In the lines below, switch every occurrence of "camera-trap tally" to "room survey" and keep all other text unchanged. Leave the pictures out of your reply.

» Dataset excerpts:

=======

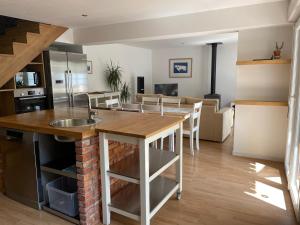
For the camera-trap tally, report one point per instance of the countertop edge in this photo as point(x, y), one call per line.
point(260, 103)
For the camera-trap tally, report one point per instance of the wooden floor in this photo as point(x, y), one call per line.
point(219, 189)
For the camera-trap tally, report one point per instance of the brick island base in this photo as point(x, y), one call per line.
point(88, 175)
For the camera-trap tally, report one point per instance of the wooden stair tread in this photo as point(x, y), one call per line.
point(24, 53)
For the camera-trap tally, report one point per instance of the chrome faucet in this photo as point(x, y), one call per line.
point(91, 113)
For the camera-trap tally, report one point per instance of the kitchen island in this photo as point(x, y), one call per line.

=======

» Output:
For the room survey, report one point per instance of the countertop edge in this photo as point(x, y), one call per line.
point(260, 103)
For the room survey, report one point per instance of the wooden floor in this photo as point(x, y), one call per line.
point(219, 189)
For the room survey, report one point per instance of the brick island base in this photo as point(x, y), one call per line.
point(88, 175)
For the room survey, report one point per instance of the wooden stair tread in this photo as point(x, y), one call per line.
point(24, 53)
For the room survey, report one point per instance of the chrome faucet in this photo as point(x, y), one call per line.
point(91, 113)
For the room survey, report one point per instance of the kitchen island in this photo as point(x, y), one call per line.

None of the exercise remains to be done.